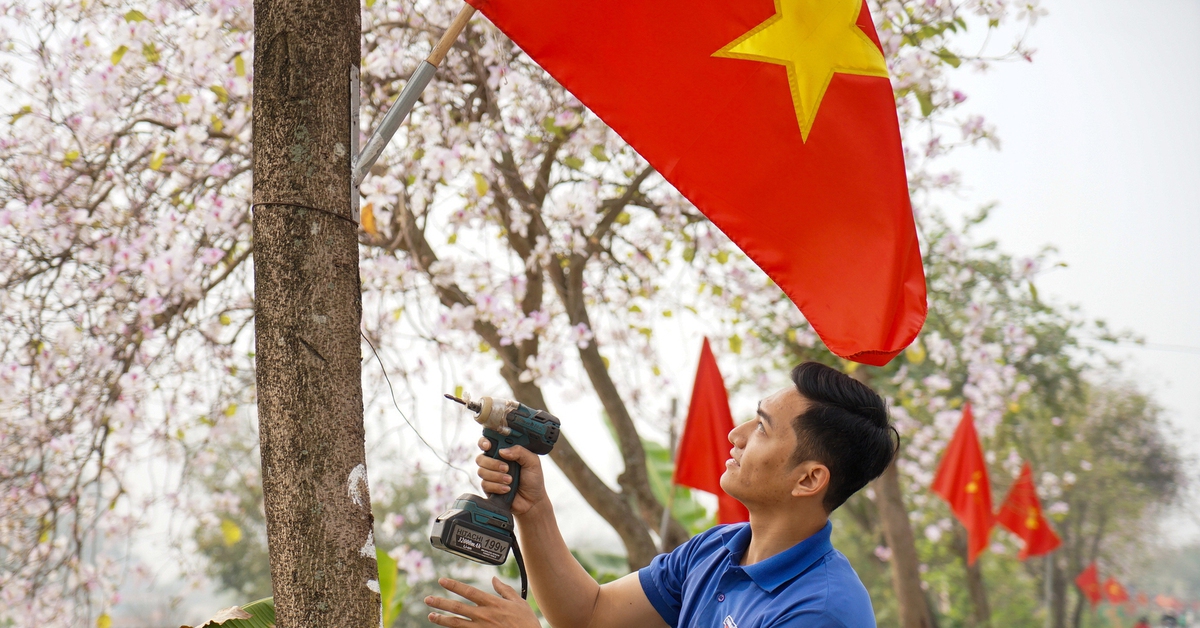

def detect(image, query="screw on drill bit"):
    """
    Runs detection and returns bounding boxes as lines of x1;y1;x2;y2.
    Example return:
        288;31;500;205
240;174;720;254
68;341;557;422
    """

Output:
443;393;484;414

...

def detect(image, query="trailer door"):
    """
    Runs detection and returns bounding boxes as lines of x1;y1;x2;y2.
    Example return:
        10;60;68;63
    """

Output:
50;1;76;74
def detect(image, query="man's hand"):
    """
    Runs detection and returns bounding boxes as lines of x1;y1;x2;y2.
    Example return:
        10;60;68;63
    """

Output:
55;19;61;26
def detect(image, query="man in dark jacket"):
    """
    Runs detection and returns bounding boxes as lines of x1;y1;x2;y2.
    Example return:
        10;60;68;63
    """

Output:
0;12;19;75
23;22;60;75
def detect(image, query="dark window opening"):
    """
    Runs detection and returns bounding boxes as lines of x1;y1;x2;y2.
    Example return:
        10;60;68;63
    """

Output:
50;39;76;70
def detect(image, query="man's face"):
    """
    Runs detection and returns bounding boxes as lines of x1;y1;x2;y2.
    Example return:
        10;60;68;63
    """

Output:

• GOAL: In the items above, find each line that contains the word "dark" and report every one of those lines in full. Case counts.

• EXERCISE SOLUTION:
def detect(image, query="man in dark jacket"):
def detect(image, query="dark window opening"):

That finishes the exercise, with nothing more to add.